(Entries from an annotation dataset)
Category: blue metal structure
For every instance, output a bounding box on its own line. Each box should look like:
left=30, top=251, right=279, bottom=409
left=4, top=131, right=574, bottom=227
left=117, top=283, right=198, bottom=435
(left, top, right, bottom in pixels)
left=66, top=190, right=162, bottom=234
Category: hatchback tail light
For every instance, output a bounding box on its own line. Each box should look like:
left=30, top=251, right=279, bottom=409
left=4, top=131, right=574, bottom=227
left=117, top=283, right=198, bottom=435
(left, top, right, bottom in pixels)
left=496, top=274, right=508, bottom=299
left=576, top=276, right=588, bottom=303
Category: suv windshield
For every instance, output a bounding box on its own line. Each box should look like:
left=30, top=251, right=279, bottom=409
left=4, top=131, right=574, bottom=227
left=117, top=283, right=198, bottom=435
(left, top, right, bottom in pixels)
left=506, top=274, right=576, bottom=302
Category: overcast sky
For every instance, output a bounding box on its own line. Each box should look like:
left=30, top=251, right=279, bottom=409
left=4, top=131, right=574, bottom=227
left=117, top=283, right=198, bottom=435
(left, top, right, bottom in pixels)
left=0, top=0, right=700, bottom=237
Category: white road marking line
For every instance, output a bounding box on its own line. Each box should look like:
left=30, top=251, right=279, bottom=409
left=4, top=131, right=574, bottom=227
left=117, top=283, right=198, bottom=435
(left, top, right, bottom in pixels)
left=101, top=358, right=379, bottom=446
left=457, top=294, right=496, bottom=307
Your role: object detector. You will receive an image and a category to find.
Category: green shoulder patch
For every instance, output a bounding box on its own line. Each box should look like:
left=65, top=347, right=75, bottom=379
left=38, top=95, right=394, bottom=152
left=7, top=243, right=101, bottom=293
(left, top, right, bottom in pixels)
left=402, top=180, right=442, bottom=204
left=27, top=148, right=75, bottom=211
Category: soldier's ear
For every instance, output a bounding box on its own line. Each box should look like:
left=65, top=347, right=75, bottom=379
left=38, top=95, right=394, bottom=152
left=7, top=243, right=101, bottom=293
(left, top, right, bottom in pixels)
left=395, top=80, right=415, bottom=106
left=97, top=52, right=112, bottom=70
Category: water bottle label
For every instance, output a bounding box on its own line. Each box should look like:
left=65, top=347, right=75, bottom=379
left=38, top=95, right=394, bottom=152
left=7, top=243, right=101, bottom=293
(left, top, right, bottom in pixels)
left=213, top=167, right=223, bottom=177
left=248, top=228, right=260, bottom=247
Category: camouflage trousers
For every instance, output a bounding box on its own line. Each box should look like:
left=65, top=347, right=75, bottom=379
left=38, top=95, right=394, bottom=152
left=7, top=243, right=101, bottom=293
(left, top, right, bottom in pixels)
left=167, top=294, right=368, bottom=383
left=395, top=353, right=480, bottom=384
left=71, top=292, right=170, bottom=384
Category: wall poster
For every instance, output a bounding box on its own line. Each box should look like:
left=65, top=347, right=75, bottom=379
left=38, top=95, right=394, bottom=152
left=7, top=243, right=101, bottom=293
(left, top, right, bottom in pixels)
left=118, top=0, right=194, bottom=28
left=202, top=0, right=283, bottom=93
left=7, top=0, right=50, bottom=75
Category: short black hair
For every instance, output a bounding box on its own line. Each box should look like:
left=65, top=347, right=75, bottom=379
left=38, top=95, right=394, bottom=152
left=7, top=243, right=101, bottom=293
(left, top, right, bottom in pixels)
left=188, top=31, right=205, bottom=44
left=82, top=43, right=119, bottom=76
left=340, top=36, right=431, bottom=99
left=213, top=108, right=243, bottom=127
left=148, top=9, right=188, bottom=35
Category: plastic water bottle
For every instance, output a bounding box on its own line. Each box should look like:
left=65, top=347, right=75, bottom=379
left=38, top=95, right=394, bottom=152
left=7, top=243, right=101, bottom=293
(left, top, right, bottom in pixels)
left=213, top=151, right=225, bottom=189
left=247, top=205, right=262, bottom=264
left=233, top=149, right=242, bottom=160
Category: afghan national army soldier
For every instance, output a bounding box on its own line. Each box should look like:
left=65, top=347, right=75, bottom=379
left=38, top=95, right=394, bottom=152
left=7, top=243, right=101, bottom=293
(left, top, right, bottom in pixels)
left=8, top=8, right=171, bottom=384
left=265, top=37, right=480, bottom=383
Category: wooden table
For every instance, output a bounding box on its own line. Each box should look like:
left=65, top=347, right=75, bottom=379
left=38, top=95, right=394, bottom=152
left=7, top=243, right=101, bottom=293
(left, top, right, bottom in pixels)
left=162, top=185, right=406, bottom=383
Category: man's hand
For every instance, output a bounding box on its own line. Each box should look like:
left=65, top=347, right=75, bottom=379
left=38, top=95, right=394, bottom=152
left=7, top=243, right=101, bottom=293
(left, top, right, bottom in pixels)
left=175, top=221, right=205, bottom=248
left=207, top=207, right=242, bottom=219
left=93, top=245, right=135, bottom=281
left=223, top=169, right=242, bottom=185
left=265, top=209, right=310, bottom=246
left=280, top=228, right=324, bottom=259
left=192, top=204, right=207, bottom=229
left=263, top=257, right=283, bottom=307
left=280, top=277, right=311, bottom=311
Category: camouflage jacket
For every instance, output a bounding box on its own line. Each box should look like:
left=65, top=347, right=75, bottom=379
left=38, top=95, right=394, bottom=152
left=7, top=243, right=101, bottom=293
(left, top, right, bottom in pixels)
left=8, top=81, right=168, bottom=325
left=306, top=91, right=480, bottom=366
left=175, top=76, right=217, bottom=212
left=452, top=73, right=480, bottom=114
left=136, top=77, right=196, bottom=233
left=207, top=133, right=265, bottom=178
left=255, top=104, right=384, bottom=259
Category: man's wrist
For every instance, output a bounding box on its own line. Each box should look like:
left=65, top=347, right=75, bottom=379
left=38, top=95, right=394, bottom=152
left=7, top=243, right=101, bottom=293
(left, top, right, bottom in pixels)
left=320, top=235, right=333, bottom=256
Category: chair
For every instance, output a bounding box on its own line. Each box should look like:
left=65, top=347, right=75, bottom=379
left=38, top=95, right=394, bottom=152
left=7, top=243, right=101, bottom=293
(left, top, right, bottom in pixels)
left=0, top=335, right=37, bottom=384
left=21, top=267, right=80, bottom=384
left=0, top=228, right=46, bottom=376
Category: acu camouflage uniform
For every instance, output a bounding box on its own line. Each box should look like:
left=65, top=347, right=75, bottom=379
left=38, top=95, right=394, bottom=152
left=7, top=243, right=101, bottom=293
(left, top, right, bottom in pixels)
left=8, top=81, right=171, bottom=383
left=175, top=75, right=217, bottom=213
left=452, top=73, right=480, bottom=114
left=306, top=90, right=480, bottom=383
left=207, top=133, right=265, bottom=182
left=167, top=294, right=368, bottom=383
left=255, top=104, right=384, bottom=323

What is being asked →
Rewrite this listing as a two-column CSV with the column names "request" and "response," one row per request: each request's text in one quoted field and its answer in the other, with line breaks replaced by spaces. Include every entry in the listing.

Task result →
request,response
"Category: blue metal structure For every instance, output a bounding box on its own line. Each box should look like: left=30, top=251, right=279, bottom=409 left=4, top=131, right=574, bottom=227 left=117, top=283, right=198, bottom=435 (left, top, right, bottom in pixels)","left=66, top=190, right=162, bottom=234"
"Category: hatchback tail light For every instance, output a bounding box on its own line. Each box should look like: left=30, top=251, right=279, bottom=409 left=4, top=131, right=574, bottom=227 left=117, top=283, right=198, bottom=435 (left, top, right, bottom in pixels)","left=496, top=274, right=508, bottom=299 left=576, top=276, right=588, bottom=303"
"Category: suv windshield For every instance, output a bounding box on its own line. Each box should look like: left=30, top=251, right=279, bottom=409 left=4, top=131, right=574, bottom=227 left=117, top=283, right=198, bottom=435 (left, top, right, bottom in pixels)","left=506, top=274, right=576, bottom=302"
"Category: overcast sky For every instance, output a bounding box on its own line. Each box should look like: left=30, top=251, right=279, bottom=409 left=4, top=131, right=574, bottom=227 left=117, top=283, right=198, bottom=435 (left, top, right, bottom in pixels)","left=0, top=0, right=700, bottom=237"
"Category: white road marking line For every instance, output a bounding box on its own line. Each box should look like: left=30, top=251, right=279, bottom=409 left=4, top=131, right=574, bottom=227 left=117, top=283, right=198, bottom=435 (left, top, right, bottom in pixels)","left=101, top=358, right=379, bottom=446 left=457, top=294, right=496, bottom=307"
"Your role: object detector. You will receive an image and a category to find. Category: green shoulder patch For every instance, output a bounding box on its own line. Each box should look like: left=65, top=347, right=75, bottom=379 left=38, top=95, right=394, bottom=152 left=7, top=243, right=101, bottom=293 (left, top, right, bottom in pixels)","left=402, top=180, right=442, bottom=204 left=27, top=148, right=75, bottom=211"
"Category: soldier's ear For every instance, output a bounding box on its own line. Each box should look like: left=65, top=347, right=75, bottom=379 left=38, top=95, right=394, bottom=152 left=7, top=243, right=101, bottom=293 (left, top, right, bottom in pixels)","left=395, top=80, right=415, bottom=106 left=97, top=52, right=112, bottom=70"
"Category: water bottle label For every instance, output a bounding box on its own line. Each box should look like: left=65, top=347, right=75, bottom=379 left=38, top=95, right=394, bottom=152 left=7, top=243, right=101, bottom=293 (left, top, right, bottom in pixels)","left=213, top=167, right=223, bottom=177 left=248, top=228, right=260, bottom=247"
"Category: camouflage trousers For every instance, output a bounding box on its own line. Each box should look like: left=65, top=347, right=75, bottom=379 left=38, top=95, right=394, bottom=152 left=7, top=243, right=101, bottom=293 (left, top, right, bottom in pixels)","left=167, top=294, right=368, bottom=383 left=395, top=353, right=480, bottom=384 left=71, top=292, right=170, bottom=384"
"Category: wall poster For every instance, output a bounding box on its own line. Each box should look like: left=65, top=347, right=75, bottom=379 left=38, top=95, right=394, bottom=152 left=7, top=243, right=101, bottom=293 (left, top, right, bottom in pixels)","left=118, top=0, right=194, bottom=28 left=202, top=0, right=283, bottom=93 left=7, top=0, right=50, bottom=75"
"Category: short black hair For every instance, output a bounding box on its own line. Each box should look like: left=65, top=347, right=75, bottom=379 left=38, top=95, right=394, bottom=152 left=7, top=243, right=101, bottom=293 (left, top, right, bottom in pixels)","left=188, top=31, right=205, bottom=44 left=82, top=43, right=119, bottom=76 left=340, top=36, right=431, bottom=99 left=213, top=108, right=243, bottom=127 left=148, top=9, right=188, bottom=35"
"Category: plastic water bottle For every instance, output a bounding box on its own line. Each box should look like: left=65, top=347, right=75, bottom=379 left=38, top=95, right=394, bottom=152 left=7, top=243, right=101, bottom=293 (left, top, right, bottom in pixels)","left=213, top=151, right=225, bottom=189 left=247, top=205, right=262, bottom=264 left=233, top=149, right=242, bottom=160"
"Category: afghan national army soldier For every instance, output a bounding box on its own line. Each box should look like: left=65, top=347, right=75, bottom=379 left=38, top=95, right=394, bottom=152 left=7, top=243, right=101, bottom=293 (left, top, right, bottom in pixels)","left=8, top=8, right=171, bottom=384 left=265, top=37, right=480, bottom=383"
"Category: wooden table For every instance, output a bounding box on its own line. Each box should look like: left=65, top=347, right=75, bottom=379 left=38, top=95, right=394, bottom=152 left=7, top=243, right=101, bottom=293 (left, top, right, bottom in pixels)","left=162, top=185, right=406, bottom=383"
"Category: man's hand For every instance, output a bounding box on its own line. Each box should look like: left=65, top=347, right=75, bottom=379 left=38, top=95, right=394, bottom=152 left=7, top=243, right=101, bottom=293 (left, top, right, bottom in pixels)","left=175, top=221, right=205, bottom=248 left=207, top=207, right=242, bottom=219 left=93, top=245, right=135, bottom=281 left=223, top=169, right=242, bottom=185 left=265, top=209, right=310, bottom=246 left=280, top=228, right=324, bottom=259 left=192, top=204, right=207, bottom=229 left=263, top=257, right=283, bottom=307 left=280, top=277, right=311, bottom=311"
"Category: camouflage jacket For every instance, output a bounding box on its own line. Each box should look like: left=65, top=347, right=75, bottom=379 left=38, top=95, right=394, bottom=152 left=7, top=243, right=101, bottom=293 (left, top, right, bottom in pixels)","left=8, top=81, right=168, bottom=325 left=306, top=91, right=480, bottom=366 left=175, top=76, right=217, bottom=212 left=452, top=73, right=480, bottom=114 left=136, top=77, right=196, bottom=233 left=207, top=133, right=265, bottom=178 left=255, top=104, right=384, bottom=259"
"Category: man's wrist For every instance, output a bounding box on its own line. Each box should look like: left=65, top=347, right=75, bottom=379 left=38, top=95, right=394, bottom=152 left=7, top=243, right=101, bottom=293 (left, top, right, bottom in pixels)","left=320, top=235, right=333, bottom=256"
"Category: chair For every instance, output a bounding box on its own line. Each box should look like: left=65, top=347, right=75, bottom=379 left=38, top=95, right=394, bottom=152 left=7, top=243, right=101, bottom=293 (left, top, right, bottom in pixels)","left=0, top=335, right=37, bottom=384 left=21, top=267, right=80, bottom=384 left=0, top=228, right=46, bottom=376"
"Category: acu camouflage uniform For every instance, output a bounding box on its own line. Each box should look like: left=65, top=347, right=75, bottom=379 left=38, top=95, right=394, bottom=152 left=7, top=243, right=101, bottom=293 (left, top, right, bottom in pixels)","left=8, top=81, right=171, bottom=383 left=175, top=75, right=217, bottom=213 left=452, top=73, right=480, bottom=114 left=306, top=90, right=480, bottom=383 left=207, top=133, right=265, bottom=182 left=167, top=294, right=368, bottom=383 left=255, top=104, right=384, bottom=323"